(Beginning of EXTRACTED INFORMATION)
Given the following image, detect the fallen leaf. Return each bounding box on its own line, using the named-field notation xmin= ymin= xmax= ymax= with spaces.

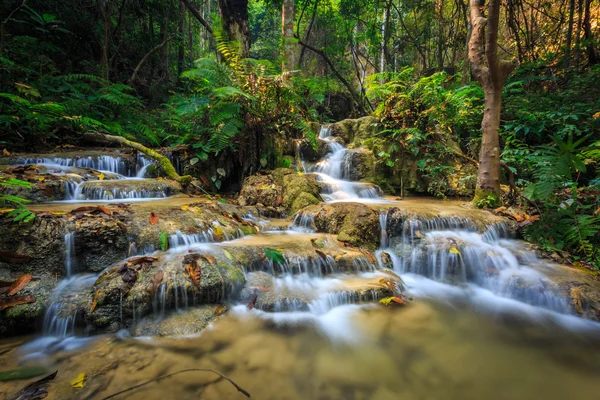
xmin=314 ymin=249 xmax=327 ymax=260
xmin=449 ymin=247 xmax=461 ymax=256
xmin=70 ymin=372 xmax=86 ymax=388
xmin=128 ymin=256 xmax=158 ymax=266
xmin=511 ymin=213 xmax=525 ymax=222
xmin=90 ymin=290 xmax=100 ymax=313
xmin=8 ymin=274 xmax=32 ymax=296
xmin=214 ymin=304 xmax=227 ymax=316
xmin=151 ymin=271 xmax=164 ymax=295
xmin=0 ymin=367 xmax=48 ymax=382
xmin=98 ymin=173 xmax=105 ymax=181
xmin=222 ymin=249 xmax=234 ymax=261
xmin=379 ymin=296 xmax=405 ymax=306
xmin=0 ymin=295 xmax=36 ymax=311
xmin=180 ymin=205 xmax=190 ymax=211
xmin=2 ymin=149 xmax=10 ymax=156
xmin=200 ymin=255 xmax=217 ymax=264
xmin=149 ymin=212 xmax=159 ymax=225
xmin=247 ymin=293 xmax=258 ymax=310
xmin=96 ymin=205 xmax=112 ymax=216
xmin=0 ymin=251 xmax=33 ymax=264
xmin=71 ymin=206 xmax=100 ymax=213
(End of EXTRACTED INFORMATION)
ABOUT THIS EXERCISE: All of the entries above are to be written out exactly, with no pictures.

ANSWER FOR THIS EXERCISE:
Given the following image, detect the fallen leaf. Return each bounding box on its own line, using the named-field notation xmin= ymin= xmax= ymax= with spaces.

xmin=314 ymin=249 xmax=327 ymax=260
xmin=449 ymin=247 xmax=461 ymax=256
xmin=70 ymin=372 xmax=86 ymax=388
xmin=128 ymin=256 xmax=158 ymax=266
xmin=511 ymin=213 xmax=525 ymax=222
xmin=90 ymin=290 xmax=100 ymax=313
xmin=8 ymin=274 xmax=32 ymax=296
xmin=214 ymin=304 xmax=227 ymax=316
xmin=151 ymin=271 xmax=164 ymax=295
xmin=0 ymin=367 xmax=48 ymax=382
xmin=98 ymin=173 xmax=105 ymax=181
xmin=222 ymin=249 xmax=234 ymax=261
xmin=379 ymin=296 xmax=405 ymax=306
xmin=0 ymin=295 xmax=36 ymax=311
xmin=180 ymin=205 xmax=190 ymax=211
xmin=2 ymin=149 xmax=10 ymax=156
xmin=200 ymin=255 xmax=217 ymax=264
xmin=149 ymin=212 xmax=159 ymax=225
xmin=247 ymin=293 xmax=258 ymax=310
xmin=96 ymin=205 xmax=112 ymax=216
xmin=0 ymin=251 xmax=33 ymax=264
xmin=71 ymin=206 xmax=100 ymax=213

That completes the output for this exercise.